-- GOAL OF THE EXERCISE --
Can you copy every one of the entries below word for word, with no changes?

-- SUPPLIED RECORDS --
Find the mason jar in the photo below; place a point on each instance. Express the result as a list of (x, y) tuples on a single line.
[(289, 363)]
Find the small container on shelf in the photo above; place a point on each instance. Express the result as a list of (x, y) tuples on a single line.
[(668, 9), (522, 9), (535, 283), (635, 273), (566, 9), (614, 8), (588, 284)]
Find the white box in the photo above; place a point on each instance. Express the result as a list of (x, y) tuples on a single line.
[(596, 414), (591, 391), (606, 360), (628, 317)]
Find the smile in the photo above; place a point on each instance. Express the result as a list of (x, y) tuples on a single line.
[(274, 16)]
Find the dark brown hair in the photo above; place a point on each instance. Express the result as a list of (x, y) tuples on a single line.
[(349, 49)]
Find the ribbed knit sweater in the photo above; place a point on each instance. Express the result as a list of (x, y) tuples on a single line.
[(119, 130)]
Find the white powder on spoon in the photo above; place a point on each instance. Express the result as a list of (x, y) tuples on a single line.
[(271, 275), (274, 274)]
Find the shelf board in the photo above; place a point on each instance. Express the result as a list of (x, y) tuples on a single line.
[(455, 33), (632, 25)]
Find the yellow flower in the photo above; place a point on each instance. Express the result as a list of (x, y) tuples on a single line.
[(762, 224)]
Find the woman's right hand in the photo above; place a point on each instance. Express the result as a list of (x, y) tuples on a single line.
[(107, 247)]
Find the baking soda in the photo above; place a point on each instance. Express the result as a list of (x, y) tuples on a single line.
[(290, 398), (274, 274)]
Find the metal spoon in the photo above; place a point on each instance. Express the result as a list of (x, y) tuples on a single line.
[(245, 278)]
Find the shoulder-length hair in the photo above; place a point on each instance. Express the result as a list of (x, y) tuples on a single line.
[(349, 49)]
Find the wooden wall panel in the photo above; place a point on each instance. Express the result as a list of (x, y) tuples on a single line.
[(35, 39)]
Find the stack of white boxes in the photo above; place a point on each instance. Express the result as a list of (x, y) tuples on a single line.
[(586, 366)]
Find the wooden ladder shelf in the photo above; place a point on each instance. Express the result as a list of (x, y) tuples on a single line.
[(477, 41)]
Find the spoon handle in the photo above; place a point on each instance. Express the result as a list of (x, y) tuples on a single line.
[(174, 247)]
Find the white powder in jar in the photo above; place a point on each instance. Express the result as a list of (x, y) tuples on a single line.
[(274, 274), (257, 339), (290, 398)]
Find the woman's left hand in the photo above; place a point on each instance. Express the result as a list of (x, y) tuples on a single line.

-- RESPONSE TO THE TASK --
Find the mason jar in the photo below; place a point on each instance. Express the result as a list of (x, y) tuples on a single line.
[(289, 363)]
Find the small container on shelf in the photo above; place a point on each instance. Express the result as a list of (x, y) tuples on a single line.
[(668, 9), (522, 9), (535, 283), (635, 273), (566, 9), (614, 8), (588, 284)]
Find the white box in the photo above; place a point on each instance. Express the result as a list of (x, y) tuples on a single line.
[(596, 414), (591, 391), (606, 360), (628, 317)]
Find the smile in the photo above; place a point on each instance. Express the result as a list of (x, y) tuples on a single line.
[(274, 16)]
Find the dark brown hair in the photo above; place a point on each instance. Express the result as a list of (x, y) tuples on a single line.
[(349, 49)]
Find the ribbed knit sweater in the photo above; place a point on each instance. Express the result as a list of (x, y) tuples on a single line.
[(119, 130)]
Find the white powder on spoon in the photo above; place a point on each instance. Express the result as a list of (x, y) tuples on a single line.
[(271, 275), (274, 274)]
Find the shelf board in the photo above; place a point on each instance. Express the result as a list of (x, y) tuples on a single line.
[(455, 33), (632, 25)]
Find the yellow flower in the photo above; place a point on each instance. Express the result as a list of (x, y) tuples on a single line.
[(762, 224)]
Find the woman's right hand in the photo above; place a point on each instance. Express the result as a list of (x, y) tuples on a single line.
[(107, 247)]
Find the baking soda in the photo above; place a point on each instance. Express the result as a list of (x, y) tuples on a single line.
[(290, 398), (274, 274)]
Find the metal spoon in the photo above; place a point on each instance. Express the result as a list of (x, y) tuples on a single line.
[(245, 278)]
Find the shoulder-length hair in the photo above; place a point on each instance. Express the result as a list of (x, y) tuples on a single line.
[(349, 49)]
Find the wooden wall panel in the photo above; place a point on each instance. Express the result as a list of (x, y) tuples on a single line.
[(35, 39)]
Find the stack of white boxes in the photo above; place a point on each instance. Express the result as a list of (x, y) tuples on a single line.
[(586, 366)]
Find the wooden ladder shelf in the photo above; place a point on each instance. Express the result as a list of (x, y) tuples on a single line.
[(477, 41)]
Find the spoon handle in the photo above; place a point on each instance. Express the result as a list of (x, y) tuples on a single line.
[(174, 247)]
Find the white powder in jar in the photo above; place a point on each instance. Express the result as a list of (x, y) tuples on a single line.
[(274, 274), (257, 339), (290, 398)]
Find the woman's left hand in the photo above; place a point on each instance. Express the result as a list of (x, y) tuples on a single line.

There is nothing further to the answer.